== Arbeitsauftrag 1 ==
An welcher Universität forscht Kai Niebert laut dem Text über Chips?
== Arbeitsauftrag 2 ==
Welche Geräte führt der Text über Chips als Beispiele für Dinge auf, die ohne Chips nicht denkbar sind? Zähle alle auf.
== Arbeitsauftrag 3 ==
Bitte knüpfe an den Text über Chips an und schreibe ihn nach seinem letzten Satz weiter.

═════ Textauszug

Ohne Chips keine digitale Welt
„Prinzipiell ist die Ansiedlung von Unternehmen in strukturschwachen Gebieten natürlich immer zu begrüßen“, sagt Kai Niebert der taz. Er ist Chef des Deutschen Naturschutzrings und Nachhaltigkeitsforscher an der Universität Zürich in der Schweiz. „Aber jeder Euro kann nur einmal ausgegeben werden – und da muss man dann prüfen, ob Intel der richtige Adressat ist.“
Intel ist eines der bekanntesten Unternehmen auf dem Markt für Chips. Ohne die winzigen Produkte gäbe es keine digitale Welt. Sie erledigen Rechen- und Steueraufgaben, sie speichern Daten. Unzählige alltägliche Geräte sind nicht denkbar ohne Chips, Computer oder Smartphones zum Beispiel. Auch E-Autos zählen dazu. Die Magdeburger Chips können also durchaus auch in Technologien zum Einsatz kommen, die den Klimaschutz voranbringen. Das könnte man aber auch über Produkte wie Stahl sagen, denen wohl dennoch niemand einen Klimapreis verleihen würde.

══════════
═════ Ausgelesene Einträge

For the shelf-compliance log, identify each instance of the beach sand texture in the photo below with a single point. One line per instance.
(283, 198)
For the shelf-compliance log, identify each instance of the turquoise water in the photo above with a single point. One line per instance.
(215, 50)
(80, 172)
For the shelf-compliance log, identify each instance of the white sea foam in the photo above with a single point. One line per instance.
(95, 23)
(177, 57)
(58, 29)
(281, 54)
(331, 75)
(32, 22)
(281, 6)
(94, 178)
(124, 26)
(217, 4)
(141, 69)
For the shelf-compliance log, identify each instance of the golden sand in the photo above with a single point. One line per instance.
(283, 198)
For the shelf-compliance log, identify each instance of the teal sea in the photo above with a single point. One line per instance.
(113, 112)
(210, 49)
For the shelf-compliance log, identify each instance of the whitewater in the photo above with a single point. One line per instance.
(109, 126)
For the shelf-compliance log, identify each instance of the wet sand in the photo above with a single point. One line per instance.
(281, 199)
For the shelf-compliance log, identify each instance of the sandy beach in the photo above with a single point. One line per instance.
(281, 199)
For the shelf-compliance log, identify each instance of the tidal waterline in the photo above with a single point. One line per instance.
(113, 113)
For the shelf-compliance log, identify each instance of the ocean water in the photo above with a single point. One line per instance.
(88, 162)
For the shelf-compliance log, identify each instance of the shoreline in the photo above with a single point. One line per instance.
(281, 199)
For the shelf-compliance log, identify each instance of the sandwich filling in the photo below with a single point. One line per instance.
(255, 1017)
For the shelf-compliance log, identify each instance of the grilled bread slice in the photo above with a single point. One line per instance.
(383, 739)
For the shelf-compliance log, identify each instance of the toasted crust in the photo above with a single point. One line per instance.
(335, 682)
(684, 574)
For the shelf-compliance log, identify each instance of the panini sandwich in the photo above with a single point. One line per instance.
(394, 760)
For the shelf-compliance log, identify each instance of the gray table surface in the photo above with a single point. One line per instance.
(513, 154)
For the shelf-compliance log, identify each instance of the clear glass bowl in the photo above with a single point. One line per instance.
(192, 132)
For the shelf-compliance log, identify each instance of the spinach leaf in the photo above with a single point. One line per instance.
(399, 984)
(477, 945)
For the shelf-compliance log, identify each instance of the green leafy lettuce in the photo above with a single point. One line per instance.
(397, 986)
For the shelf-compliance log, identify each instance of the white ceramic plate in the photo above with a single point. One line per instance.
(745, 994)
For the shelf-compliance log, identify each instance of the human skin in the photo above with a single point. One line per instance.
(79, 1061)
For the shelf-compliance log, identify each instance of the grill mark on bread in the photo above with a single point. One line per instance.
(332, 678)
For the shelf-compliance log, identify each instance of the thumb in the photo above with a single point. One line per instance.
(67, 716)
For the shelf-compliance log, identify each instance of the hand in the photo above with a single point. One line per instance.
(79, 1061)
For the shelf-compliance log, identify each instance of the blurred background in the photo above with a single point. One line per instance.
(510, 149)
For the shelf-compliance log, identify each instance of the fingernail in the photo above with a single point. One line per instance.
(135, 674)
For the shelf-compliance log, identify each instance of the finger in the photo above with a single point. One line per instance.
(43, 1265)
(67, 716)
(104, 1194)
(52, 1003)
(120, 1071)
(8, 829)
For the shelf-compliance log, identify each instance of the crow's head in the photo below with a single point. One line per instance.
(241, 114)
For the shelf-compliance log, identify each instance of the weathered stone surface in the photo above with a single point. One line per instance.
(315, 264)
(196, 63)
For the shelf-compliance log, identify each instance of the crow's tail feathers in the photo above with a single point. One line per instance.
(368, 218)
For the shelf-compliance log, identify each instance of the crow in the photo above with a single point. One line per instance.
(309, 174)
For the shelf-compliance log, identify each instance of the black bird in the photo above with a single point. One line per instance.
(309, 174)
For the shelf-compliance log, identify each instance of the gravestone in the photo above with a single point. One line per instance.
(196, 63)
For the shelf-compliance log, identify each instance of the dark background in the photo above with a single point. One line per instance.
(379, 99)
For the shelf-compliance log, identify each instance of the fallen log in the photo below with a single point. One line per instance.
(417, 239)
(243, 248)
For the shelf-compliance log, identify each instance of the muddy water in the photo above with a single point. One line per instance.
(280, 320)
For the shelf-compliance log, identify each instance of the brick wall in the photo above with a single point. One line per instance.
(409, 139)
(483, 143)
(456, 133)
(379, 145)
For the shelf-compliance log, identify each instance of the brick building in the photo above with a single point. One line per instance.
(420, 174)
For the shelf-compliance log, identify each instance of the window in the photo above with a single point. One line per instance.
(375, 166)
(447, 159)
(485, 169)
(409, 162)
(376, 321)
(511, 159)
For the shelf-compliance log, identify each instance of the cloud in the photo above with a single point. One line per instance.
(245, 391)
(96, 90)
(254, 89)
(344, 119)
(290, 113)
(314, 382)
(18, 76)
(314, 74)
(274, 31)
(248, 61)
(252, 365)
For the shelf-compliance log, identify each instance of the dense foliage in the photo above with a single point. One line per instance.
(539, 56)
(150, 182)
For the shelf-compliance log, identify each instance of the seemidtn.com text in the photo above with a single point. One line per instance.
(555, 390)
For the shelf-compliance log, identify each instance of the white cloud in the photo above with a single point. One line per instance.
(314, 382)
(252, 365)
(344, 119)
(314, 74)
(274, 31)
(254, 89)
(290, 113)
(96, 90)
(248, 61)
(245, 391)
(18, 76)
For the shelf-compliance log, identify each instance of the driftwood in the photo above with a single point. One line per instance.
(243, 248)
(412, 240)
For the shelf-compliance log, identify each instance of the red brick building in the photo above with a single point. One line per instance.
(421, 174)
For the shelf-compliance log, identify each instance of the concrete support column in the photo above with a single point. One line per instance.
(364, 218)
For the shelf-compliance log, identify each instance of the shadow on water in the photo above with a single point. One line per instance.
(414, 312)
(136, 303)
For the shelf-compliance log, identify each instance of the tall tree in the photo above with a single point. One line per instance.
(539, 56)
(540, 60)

══════════
═════ Ausgelesene Einträge

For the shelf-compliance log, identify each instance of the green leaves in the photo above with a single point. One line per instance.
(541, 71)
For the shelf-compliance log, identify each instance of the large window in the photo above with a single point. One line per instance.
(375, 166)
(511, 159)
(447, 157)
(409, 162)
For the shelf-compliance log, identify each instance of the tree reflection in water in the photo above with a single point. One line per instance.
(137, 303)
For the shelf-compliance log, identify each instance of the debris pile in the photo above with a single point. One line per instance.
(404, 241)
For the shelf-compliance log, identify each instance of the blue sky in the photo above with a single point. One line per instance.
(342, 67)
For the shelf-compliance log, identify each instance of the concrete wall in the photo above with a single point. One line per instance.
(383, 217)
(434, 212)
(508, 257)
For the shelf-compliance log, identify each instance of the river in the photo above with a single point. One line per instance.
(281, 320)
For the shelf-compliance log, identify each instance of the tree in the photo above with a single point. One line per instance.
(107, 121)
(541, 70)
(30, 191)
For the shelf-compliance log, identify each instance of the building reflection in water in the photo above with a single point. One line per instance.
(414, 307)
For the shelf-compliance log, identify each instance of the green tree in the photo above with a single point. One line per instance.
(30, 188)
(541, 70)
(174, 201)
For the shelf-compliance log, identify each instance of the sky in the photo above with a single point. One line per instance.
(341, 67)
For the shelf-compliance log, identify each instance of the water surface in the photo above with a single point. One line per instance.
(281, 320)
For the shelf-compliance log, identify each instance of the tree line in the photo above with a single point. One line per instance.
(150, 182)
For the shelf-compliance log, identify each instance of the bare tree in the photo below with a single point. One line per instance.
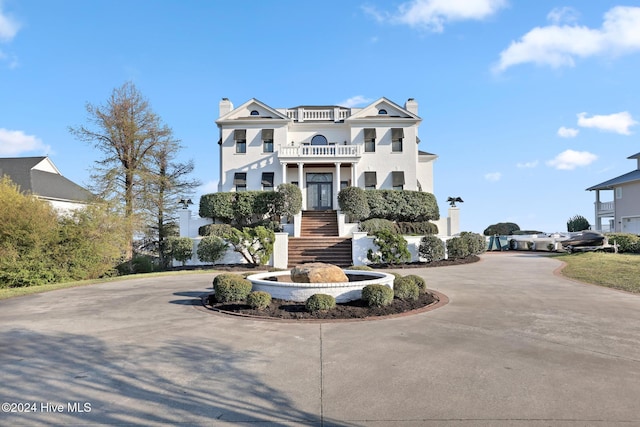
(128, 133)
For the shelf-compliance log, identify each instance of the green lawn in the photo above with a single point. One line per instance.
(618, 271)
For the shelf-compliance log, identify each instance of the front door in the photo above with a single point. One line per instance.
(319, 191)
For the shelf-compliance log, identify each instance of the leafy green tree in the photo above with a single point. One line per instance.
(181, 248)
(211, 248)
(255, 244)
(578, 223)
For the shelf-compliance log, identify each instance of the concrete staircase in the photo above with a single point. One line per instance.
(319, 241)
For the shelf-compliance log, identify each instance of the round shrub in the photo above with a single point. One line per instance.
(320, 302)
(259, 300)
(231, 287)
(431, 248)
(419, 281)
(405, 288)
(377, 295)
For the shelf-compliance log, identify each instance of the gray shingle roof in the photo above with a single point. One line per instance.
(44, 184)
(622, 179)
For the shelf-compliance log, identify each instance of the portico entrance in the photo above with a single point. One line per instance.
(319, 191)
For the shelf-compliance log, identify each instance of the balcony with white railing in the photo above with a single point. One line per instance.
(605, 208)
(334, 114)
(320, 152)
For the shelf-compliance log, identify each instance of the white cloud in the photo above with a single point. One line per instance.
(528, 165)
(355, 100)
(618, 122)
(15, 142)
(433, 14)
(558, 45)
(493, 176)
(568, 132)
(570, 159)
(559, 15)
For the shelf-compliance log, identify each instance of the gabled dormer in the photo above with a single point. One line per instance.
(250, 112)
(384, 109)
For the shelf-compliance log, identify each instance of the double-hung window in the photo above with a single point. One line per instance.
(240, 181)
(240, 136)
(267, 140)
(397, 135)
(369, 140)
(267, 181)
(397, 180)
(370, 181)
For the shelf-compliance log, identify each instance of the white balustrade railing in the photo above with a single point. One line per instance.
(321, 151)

══════════

== Deine Antwort 1 ==
An der Universität Zürich in der Schweiz.

== Deine Antwort 2 ==
Computer, Smartphones, E-Autos

== Deine Antwort 3 ==
Umweltschützer Niebert würde sich zumindest wünschen, dass die Bundesregierung sicherstellt, dass die Intel-Chips klimafreundlich eingesetzt werden. „Es ist völlig unklar, was für Chips Intel für wen dort herstellen will“, sagt er. „Der Klima- und Transformationsfonds ist gegründet worden, um den Weg in die Klimaneutralität zu unterstützen. Nur wenn Intels Chipfabrik hier einen signifikanten und messbaren Beitrag liefert, ist eine Finanzierung aus dem Fonds gerechtfertigt.“
Der Fonds hat ohnehin schon viele Aufgaben. Sein Geld stammt vor allem aus dem europäischen sowie nationalen Emissionshandel. Das heißt: Unternehmen zahlen für ihren CO2-Ausstoß, etwa wenn sie Strom mit Kohle oder Gas herstellen, Heizöl und -gas auf den Markt bringen oder Benzin und Diesel zum Tanken. Die Hoffnung ist, dass sie dadurch stattdessen auf klimafreundliche Geschäftsmodelle umsatteln. Solange sie das noch nicht (vollständig) tun, nimmt der Staat mit ihrer Atmosphärenaufheizung zumindest Geld ein – und das landet im Klima- und Transformationsfonds. Von dort fließt es zum Beispiel in den ökologischen Heizungsaustausch. Auch die Förderung von Solaranlagen und Windrädern kommt seit Kurzem aus dem Topf.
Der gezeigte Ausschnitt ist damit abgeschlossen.